• **Task set**
1) Output the part of the commentary on the Bangladesh Bank circular between "Central Bank or" and "the Islamist worldview.", inclusive.
2) According to the commentary on the Bangladesh Bank circular, the ideology of which group has long sought to infiltrate state institutions?
3) Take the commentary on the Bangladesh Bank circular further, beginning after its last sentence.

• **Given passage**
□ □ □ □
The signs are no longer subtle. They are written on the walls of every ministry, whispered in every mosque, and now shouted from the circulars of Bangladesh Bank.

Central Bank or Central Shariah Bureau?

Let’s ask a blunt question: since when did the Bangladesh Bank become a Shariah Enforcement Authority?

This institution is supposed to be the bulwark of fiscal prudence, economic strategy, and monetary stability. Instead, it now wants to police women’s clothing and dictate religious modesty codes. This was not decided through any legal amendment, parliamentary bill, or public referendum. It was imposed unilaterally—almost stealthily—by bureaucrats indoctrinated into the Islamist worldview.

It must be understood: when a central bank begins legislating morality, it is a symptom of a failing state. It shows that the boundary between religious dogma and state governance has collapsed.

The radical ideology of Hizb-ut-Tahrir—an outfit banned in many countries for its extremist views and advocacy of a global Islamic caliphate—has long sought to infiltrate state institutions. If one needed proof of their partial success, the BB circular serves as a case study.

The Hypocrisy of the Interim Regime

And yet, the man at the helm—the interim government head—who once shared family life with a European woman and attended soirées with global diplomats, now presides over the erosion of women’s rights and personal liberty. The contrast is as stark as it is grotesque. It signals not just hypocrisy but a calculated political realignment towards appeasing radical Islamists who were once relegated to the fringes.

Is this the price the country must pay for temporary political expediency? Was the trade-off for power the soul of the nation?
□ □ □ □
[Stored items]
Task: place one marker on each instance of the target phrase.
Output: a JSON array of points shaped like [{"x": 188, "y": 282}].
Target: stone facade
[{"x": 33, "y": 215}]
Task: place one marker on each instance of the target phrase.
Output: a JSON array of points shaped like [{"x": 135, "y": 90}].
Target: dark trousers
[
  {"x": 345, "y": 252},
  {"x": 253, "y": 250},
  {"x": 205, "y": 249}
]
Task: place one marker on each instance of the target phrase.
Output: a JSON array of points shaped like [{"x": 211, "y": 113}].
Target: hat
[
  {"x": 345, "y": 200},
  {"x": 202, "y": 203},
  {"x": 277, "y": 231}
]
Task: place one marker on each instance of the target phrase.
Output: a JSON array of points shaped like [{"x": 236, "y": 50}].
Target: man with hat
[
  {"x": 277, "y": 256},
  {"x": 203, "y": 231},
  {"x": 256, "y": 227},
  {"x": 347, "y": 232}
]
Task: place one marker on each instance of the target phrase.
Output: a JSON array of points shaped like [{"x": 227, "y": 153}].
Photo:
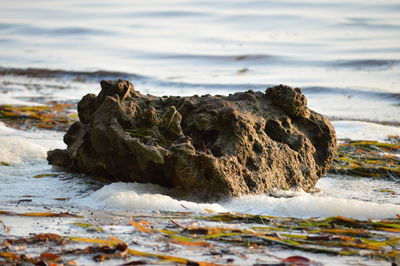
□ □ □ □
• **Exercise answers**
1)
Central Bank or Central Shariah Bureau?

Let’s ask a blunt question: since when did the Bangladesh Bank become a Shariah Enforcement Authority?

This institution is supposed to be the bulwark of fiscal prudence, economic strategy, and monetary stability. Instead, it now wants to police women’s clothing and dictate religious modesty codes. This was not decided through any legal amendment, parliamentary bill, or public referendum. It was imposed unilaterally—almost stealthily—by bureaucrats indoctrinated into the Islamist worldview.

2) Hizb-ut-Tahrir

3)
International Silence and the Danger of Normalisation

What’s worse, international watchdogs and Western governments—ever eager to comment on developing nations—have largely remained silent on this dress code diktat. Where are the feminists? Where are the human rights activists? Where is the UN?

Silence emboldens tyrants. Normalising such diktats paves the way for further intrusions—first the dress, then the thoughts, and soon the entire lives of citizens. Bangladesh must resist becoming another cautionary tale of how quickly a modernising, democratic country can descend into a medieval theocracy when civil society stays silent and the world looks away.

Conclusion: A Time to Resist

If there was ever a moment for Bangladesh’s civil society, youth, feminists, progressive Muslims, and secular voices to speak up, it is now.

The issue is not just a dress code. It is about the ideological future of the Republic. It is about whether Bangladesh will remain true to its founding values of secularism, equality, and liberty—or whether it will become yet another radical hinterland, where the state decides who gets to wear what, believe what, and speak what.

The secular mosaic of Bangladesh is under assault. This is not alarmism—it is a clarion call. Either the nation wakes up, or wakes up one day to find itself unrecognisable, buried under a veil it never chose to wear.